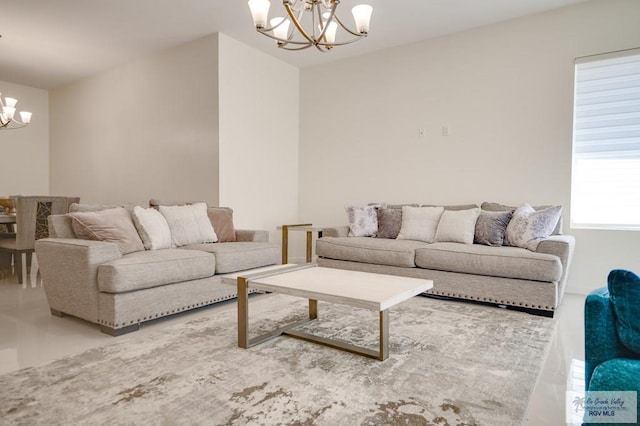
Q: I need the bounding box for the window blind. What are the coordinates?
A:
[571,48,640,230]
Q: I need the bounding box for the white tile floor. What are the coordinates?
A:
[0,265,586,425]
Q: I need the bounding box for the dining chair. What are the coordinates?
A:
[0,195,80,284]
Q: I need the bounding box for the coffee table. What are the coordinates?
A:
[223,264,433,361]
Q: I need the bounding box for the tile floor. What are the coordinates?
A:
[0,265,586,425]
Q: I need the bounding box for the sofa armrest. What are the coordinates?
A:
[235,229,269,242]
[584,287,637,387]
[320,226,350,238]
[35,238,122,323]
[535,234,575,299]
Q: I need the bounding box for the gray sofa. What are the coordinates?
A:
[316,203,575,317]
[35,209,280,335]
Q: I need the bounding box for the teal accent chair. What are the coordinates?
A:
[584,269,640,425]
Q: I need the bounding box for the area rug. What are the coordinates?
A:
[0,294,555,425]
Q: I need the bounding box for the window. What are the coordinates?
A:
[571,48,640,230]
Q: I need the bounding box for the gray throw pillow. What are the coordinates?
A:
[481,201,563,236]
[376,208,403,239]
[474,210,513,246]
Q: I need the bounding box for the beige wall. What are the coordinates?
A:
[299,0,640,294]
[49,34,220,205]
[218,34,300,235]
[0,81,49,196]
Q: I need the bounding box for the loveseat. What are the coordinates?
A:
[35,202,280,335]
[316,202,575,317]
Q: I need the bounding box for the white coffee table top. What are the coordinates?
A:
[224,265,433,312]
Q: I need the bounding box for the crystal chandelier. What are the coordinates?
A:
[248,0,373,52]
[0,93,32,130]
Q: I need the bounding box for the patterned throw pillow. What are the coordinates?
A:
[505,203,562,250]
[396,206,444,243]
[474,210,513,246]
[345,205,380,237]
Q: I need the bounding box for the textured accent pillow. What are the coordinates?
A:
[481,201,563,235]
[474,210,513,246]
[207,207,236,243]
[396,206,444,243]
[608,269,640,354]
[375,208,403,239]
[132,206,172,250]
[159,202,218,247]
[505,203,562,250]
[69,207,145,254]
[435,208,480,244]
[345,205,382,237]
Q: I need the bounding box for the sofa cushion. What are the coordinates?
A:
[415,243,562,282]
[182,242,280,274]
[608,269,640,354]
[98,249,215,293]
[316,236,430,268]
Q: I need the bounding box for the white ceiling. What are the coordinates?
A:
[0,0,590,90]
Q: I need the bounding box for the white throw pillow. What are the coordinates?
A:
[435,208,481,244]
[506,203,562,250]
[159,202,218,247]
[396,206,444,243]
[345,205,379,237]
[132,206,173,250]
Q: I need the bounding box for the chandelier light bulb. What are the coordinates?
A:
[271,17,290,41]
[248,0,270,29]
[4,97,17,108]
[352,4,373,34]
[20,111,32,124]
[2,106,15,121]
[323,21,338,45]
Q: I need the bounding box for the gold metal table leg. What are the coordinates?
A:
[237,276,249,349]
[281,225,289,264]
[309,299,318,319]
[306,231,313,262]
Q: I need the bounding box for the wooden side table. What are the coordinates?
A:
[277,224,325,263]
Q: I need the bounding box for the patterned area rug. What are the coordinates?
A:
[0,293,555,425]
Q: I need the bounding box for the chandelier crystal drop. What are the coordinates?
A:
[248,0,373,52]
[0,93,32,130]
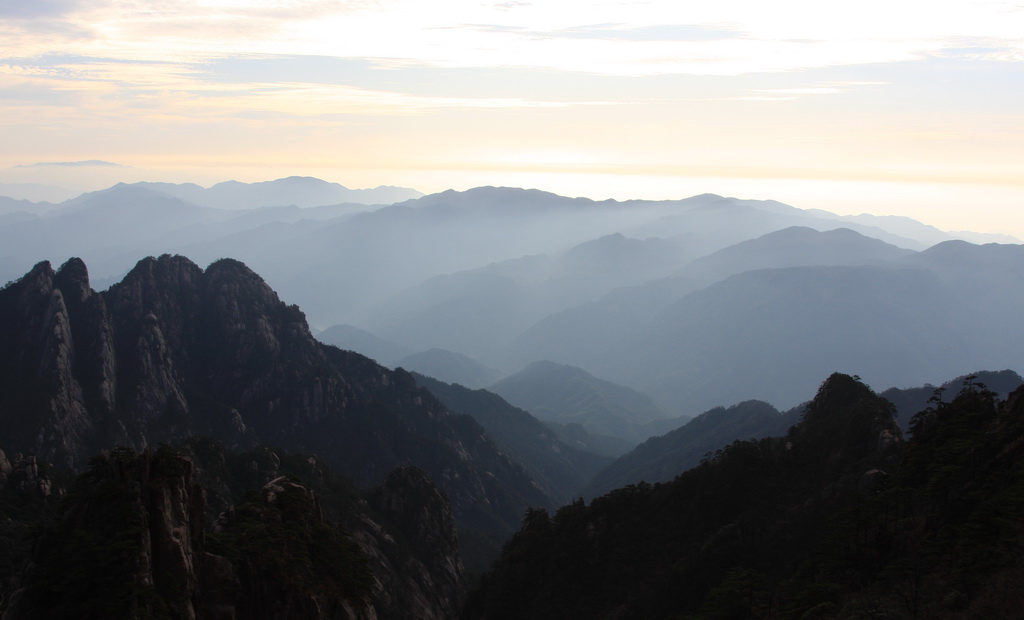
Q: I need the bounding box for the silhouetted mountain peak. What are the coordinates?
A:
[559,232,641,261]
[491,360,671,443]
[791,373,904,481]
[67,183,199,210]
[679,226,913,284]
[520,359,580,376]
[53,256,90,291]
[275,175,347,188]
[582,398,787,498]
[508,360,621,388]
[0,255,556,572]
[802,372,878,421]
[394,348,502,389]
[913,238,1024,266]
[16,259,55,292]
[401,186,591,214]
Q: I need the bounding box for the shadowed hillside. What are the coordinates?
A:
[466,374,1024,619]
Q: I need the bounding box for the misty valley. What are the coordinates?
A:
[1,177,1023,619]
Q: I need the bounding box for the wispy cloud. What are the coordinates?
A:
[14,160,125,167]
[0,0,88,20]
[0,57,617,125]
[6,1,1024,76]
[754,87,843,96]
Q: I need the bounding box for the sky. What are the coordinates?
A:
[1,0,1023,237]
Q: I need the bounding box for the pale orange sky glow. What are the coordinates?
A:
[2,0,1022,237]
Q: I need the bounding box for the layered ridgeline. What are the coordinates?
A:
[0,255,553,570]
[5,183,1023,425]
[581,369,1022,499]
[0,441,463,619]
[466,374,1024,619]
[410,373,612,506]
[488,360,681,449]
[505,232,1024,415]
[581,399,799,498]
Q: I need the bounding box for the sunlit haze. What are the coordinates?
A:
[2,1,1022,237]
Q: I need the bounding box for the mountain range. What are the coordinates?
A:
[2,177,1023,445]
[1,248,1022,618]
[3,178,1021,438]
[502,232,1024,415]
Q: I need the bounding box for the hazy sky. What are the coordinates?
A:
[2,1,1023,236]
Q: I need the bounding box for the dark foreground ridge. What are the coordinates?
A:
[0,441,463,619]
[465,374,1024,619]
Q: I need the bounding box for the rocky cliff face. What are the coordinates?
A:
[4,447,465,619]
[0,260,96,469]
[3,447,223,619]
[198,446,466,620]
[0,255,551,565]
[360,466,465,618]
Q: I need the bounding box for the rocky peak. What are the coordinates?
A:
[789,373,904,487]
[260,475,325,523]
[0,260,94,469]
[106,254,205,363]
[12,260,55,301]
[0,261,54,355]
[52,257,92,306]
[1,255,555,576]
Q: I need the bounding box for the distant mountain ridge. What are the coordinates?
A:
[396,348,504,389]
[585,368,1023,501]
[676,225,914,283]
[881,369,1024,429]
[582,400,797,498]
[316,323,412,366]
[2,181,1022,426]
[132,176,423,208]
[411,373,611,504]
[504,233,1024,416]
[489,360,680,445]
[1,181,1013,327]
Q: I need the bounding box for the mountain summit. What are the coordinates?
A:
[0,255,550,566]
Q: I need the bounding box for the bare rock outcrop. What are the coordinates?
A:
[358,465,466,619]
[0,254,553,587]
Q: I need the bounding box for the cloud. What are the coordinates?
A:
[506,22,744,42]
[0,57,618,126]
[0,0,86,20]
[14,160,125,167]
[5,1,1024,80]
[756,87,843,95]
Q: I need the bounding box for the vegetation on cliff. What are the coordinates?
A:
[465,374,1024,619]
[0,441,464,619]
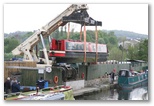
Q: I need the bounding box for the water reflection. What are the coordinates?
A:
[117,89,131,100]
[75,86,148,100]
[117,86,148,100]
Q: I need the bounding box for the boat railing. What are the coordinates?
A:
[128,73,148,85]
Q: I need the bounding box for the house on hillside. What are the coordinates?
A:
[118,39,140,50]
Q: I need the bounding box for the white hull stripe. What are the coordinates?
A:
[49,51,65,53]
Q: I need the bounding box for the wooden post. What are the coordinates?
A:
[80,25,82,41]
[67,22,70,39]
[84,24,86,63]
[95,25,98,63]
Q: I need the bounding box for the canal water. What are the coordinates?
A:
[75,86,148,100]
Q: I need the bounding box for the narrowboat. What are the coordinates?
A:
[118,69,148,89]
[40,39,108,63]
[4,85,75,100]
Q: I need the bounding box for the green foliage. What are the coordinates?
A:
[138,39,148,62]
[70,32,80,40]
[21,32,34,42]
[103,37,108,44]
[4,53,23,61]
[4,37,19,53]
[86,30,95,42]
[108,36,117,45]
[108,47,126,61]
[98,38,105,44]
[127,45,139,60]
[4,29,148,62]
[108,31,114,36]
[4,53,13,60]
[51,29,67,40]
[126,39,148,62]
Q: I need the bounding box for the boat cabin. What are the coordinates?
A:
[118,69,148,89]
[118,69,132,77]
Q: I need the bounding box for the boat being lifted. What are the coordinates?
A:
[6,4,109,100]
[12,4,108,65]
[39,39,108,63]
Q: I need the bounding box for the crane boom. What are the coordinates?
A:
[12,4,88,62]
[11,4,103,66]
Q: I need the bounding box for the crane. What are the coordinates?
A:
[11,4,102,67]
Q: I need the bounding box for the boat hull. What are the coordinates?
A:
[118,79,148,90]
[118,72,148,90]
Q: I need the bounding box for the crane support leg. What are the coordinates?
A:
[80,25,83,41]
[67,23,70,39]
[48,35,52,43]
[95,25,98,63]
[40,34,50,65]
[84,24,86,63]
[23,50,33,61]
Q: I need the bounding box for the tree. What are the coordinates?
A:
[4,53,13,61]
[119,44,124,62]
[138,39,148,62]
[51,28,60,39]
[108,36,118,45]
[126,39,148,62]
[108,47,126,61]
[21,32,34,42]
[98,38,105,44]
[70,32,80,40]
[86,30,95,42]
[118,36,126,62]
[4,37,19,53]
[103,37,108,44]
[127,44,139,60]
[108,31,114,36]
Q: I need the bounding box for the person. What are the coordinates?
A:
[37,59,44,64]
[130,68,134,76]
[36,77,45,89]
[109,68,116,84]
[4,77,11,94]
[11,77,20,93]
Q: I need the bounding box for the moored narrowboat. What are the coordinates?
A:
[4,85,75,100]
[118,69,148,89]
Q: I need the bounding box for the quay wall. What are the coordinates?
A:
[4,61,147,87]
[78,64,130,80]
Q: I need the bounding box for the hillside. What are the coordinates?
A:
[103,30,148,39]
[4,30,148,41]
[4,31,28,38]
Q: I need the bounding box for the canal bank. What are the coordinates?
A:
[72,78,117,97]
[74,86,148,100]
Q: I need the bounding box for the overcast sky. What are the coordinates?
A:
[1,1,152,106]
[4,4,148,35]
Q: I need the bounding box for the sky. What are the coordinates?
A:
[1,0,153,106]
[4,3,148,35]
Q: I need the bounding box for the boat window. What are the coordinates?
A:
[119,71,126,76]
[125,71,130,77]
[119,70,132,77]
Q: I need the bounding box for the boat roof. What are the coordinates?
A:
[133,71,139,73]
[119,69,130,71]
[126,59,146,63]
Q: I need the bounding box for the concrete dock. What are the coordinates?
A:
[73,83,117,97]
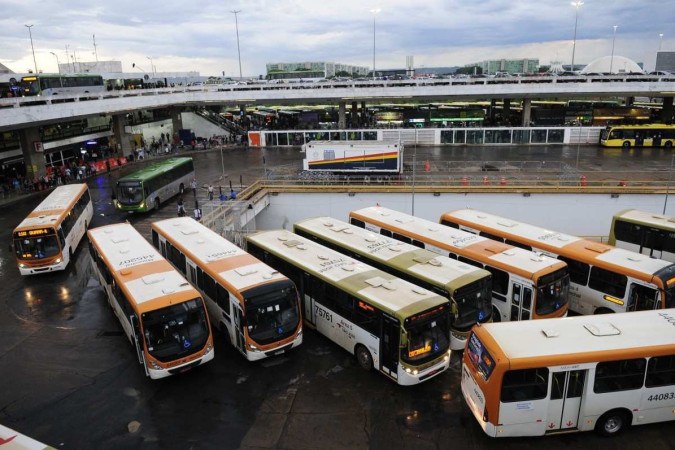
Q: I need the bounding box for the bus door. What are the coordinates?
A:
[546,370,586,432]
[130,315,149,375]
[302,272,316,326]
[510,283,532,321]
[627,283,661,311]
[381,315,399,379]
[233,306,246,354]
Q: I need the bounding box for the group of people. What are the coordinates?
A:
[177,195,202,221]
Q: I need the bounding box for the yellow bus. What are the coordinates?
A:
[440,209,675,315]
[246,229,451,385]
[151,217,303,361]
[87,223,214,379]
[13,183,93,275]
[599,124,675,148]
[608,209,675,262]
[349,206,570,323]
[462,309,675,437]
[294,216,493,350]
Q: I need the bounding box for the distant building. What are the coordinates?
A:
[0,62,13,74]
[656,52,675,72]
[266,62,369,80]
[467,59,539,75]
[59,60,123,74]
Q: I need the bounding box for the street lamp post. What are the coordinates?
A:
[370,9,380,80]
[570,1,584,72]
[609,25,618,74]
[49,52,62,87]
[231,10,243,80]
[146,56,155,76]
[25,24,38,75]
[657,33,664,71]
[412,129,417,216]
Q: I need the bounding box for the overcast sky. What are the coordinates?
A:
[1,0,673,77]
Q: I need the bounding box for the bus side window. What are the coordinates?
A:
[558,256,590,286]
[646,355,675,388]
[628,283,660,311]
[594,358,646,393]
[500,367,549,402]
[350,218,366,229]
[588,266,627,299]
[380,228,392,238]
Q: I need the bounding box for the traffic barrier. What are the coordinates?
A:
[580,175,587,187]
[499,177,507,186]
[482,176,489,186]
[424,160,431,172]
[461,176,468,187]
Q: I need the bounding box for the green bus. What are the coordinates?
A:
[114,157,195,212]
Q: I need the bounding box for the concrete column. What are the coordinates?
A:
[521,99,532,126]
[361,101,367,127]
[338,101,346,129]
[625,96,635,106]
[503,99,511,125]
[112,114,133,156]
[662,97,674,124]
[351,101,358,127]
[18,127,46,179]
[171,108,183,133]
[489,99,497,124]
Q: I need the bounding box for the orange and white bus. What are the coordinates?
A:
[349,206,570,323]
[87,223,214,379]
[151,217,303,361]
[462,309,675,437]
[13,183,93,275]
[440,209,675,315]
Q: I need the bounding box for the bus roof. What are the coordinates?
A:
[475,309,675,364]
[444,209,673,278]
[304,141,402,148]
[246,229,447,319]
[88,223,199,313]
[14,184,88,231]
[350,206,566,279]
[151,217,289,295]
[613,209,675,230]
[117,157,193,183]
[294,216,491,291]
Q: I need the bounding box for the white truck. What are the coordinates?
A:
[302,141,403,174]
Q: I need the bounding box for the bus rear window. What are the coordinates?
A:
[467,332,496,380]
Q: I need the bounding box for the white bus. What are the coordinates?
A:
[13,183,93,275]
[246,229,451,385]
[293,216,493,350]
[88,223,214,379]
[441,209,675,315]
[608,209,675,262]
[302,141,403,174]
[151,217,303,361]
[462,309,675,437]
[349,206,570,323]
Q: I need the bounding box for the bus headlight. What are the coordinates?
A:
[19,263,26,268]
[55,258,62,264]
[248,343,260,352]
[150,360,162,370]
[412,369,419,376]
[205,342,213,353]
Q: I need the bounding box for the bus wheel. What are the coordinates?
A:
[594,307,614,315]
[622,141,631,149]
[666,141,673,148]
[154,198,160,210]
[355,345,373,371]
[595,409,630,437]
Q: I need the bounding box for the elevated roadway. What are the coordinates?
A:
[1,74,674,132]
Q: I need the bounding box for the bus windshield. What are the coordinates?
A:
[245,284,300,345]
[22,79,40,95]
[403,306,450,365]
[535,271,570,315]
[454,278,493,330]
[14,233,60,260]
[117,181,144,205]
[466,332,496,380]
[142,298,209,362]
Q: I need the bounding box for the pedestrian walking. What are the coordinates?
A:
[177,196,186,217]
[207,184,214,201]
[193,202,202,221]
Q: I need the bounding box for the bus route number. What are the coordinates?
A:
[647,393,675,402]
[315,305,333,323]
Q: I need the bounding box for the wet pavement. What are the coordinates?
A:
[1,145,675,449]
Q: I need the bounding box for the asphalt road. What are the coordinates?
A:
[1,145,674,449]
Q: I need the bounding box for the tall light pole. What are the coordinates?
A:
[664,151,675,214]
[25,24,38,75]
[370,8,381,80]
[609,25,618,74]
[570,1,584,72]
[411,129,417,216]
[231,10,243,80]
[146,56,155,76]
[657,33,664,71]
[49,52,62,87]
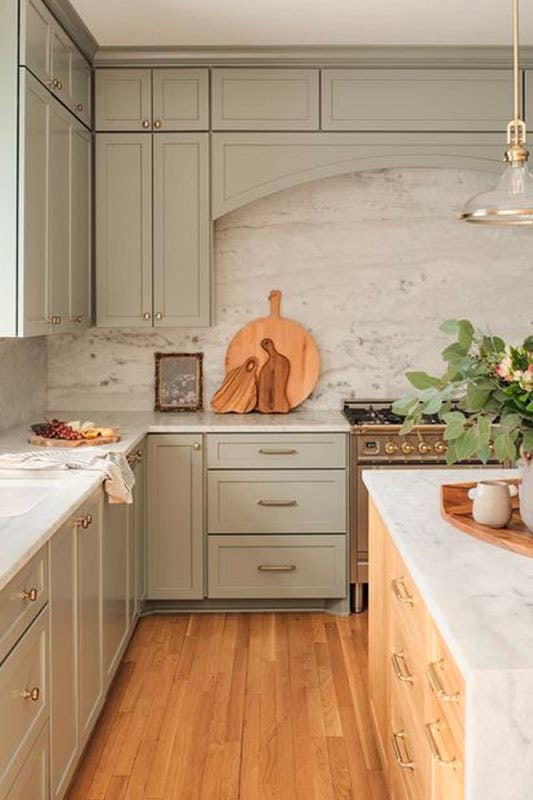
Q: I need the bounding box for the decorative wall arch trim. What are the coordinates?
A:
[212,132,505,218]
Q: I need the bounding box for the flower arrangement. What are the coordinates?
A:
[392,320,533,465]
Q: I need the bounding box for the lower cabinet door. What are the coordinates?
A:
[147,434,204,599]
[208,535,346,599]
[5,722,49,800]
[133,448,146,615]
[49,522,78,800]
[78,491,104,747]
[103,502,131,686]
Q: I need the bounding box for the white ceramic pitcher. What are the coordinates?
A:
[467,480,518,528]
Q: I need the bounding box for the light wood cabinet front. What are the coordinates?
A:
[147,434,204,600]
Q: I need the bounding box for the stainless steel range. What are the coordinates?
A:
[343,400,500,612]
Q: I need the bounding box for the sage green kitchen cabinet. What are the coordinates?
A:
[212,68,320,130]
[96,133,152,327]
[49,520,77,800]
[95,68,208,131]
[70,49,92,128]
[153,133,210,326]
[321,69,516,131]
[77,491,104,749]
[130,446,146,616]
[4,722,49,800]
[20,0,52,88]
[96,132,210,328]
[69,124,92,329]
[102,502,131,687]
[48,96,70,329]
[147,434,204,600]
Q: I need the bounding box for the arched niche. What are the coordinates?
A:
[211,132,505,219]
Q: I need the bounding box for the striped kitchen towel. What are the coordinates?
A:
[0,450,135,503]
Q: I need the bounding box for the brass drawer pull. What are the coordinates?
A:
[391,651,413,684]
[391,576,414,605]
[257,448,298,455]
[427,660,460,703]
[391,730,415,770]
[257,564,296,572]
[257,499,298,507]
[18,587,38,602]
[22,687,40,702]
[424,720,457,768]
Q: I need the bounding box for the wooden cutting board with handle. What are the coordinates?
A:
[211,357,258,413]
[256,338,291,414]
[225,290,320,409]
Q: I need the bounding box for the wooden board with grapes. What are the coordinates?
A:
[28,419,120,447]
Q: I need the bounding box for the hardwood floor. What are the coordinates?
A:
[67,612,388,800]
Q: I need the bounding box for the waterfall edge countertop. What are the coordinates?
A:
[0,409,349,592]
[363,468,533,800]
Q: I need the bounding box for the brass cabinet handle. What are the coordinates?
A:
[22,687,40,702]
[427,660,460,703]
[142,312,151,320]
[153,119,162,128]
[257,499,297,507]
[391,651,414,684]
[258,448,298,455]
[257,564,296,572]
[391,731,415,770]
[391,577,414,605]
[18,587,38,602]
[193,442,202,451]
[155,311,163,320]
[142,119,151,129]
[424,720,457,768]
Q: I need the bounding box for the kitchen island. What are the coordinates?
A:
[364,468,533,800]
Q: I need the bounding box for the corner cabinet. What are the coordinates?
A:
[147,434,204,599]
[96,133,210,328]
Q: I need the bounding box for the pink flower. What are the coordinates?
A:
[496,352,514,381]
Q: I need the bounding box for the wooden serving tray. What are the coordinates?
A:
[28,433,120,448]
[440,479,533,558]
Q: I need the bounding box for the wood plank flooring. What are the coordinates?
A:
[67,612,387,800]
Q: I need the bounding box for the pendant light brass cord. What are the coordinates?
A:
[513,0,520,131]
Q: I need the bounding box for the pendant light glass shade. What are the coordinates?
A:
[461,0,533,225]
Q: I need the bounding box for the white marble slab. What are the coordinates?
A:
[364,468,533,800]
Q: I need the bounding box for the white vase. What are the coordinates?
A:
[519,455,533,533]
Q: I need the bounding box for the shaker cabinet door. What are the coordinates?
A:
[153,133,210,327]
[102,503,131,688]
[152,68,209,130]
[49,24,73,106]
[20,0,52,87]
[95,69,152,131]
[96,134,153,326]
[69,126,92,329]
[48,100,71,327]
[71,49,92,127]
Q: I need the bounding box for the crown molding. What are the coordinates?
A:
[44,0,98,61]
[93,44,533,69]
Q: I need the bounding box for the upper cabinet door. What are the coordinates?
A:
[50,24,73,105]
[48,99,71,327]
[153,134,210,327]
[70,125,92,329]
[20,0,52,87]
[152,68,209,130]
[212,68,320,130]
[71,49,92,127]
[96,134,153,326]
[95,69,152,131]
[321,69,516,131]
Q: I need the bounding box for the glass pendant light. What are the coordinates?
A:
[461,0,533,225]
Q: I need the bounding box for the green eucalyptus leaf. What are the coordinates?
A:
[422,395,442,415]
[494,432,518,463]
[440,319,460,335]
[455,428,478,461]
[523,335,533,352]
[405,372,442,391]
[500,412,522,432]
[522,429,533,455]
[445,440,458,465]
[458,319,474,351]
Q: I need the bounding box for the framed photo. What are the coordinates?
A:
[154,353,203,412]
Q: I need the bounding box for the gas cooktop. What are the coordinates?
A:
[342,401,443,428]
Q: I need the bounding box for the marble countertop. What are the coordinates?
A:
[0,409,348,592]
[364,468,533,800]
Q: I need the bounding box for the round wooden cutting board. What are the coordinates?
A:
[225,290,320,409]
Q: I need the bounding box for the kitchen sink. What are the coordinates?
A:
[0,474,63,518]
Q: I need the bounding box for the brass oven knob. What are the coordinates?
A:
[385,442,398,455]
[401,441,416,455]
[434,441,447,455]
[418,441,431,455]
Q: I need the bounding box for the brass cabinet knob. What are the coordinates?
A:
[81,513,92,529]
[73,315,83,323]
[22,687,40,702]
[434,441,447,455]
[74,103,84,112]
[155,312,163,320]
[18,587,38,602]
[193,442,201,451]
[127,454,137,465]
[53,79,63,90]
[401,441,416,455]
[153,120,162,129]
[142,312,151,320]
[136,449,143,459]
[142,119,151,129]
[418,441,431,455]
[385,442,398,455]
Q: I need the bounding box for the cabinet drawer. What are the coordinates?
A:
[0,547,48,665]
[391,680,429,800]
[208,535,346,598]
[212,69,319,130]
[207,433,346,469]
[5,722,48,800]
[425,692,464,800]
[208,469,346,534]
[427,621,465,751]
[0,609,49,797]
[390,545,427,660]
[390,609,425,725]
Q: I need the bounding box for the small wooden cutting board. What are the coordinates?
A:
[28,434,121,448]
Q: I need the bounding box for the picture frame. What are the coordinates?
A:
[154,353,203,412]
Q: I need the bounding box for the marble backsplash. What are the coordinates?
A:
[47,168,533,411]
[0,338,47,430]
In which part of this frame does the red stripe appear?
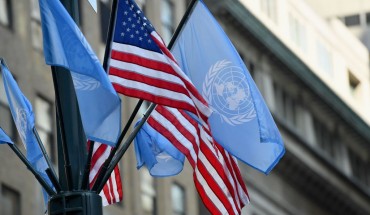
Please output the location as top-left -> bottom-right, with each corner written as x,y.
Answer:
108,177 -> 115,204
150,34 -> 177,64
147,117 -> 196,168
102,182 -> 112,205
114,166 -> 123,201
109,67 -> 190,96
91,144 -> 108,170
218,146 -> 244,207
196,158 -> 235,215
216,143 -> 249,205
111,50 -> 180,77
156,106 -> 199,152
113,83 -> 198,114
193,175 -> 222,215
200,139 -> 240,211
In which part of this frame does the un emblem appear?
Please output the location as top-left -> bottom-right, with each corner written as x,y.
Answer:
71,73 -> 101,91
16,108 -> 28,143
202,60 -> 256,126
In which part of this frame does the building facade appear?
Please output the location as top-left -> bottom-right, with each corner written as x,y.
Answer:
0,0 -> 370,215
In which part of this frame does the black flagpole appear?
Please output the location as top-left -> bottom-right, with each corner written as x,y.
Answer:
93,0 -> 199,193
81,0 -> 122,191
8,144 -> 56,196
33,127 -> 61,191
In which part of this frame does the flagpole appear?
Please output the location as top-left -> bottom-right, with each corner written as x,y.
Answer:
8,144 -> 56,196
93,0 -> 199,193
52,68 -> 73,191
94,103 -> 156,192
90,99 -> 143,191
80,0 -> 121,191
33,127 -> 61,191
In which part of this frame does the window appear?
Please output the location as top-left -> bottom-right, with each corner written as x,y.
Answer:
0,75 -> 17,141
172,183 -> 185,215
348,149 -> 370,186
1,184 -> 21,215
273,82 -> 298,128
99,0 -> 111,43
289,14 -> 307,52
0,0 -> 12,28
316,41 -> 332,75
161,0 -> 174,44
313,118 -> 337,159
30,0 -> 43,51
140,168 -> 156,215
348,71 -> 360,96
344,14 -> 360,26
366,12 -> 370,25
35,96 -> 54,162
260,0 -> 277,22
☆ ☆ ☆ ☆
__The task__
Reprint exactly the lines above that start at the one with "Q: I need the bounding box for the shaker" and end at the one with "Q: I need the bounding box for the green eucalyptus", keeping both and adding none.

__Task result__
Q: I need the bounding box for the shaker cabinet door. What are the coordinates?
A:
[153,133,210,327]
[102,503,131,688]
[152,68,209,130]
[49,24,73,106]
[20,0,52,87]
[95,69,152,131]
[96,134,153,326]
[69,126,92,329]
[48,100,71,327]
[71,49,92,127]
Q: I need the bounding box for the crown molding. What are the coordinates?
A:
[44,0,98,61]
[93,44,533,69]
Q: I need the bounding box for the upper cabinet door. What are the coordinates?
A:
[50,24,73,105]
[48,99,71,327]
[153,134,210,327]
[70,125,92,329]
[20,0,52,87]
[152,68,209,130]
[212,68,320,130]
[71,49,92,127]
[96,134,153,326]
[95,69,152,131]
[321,69,516,131]
Q: I need the bounding box for the glass pendant light. What are the coordinates?
A:
[461,0,533,225]
Q: I need the bounding box for the green eucalyptus leaf. What are the coordinates?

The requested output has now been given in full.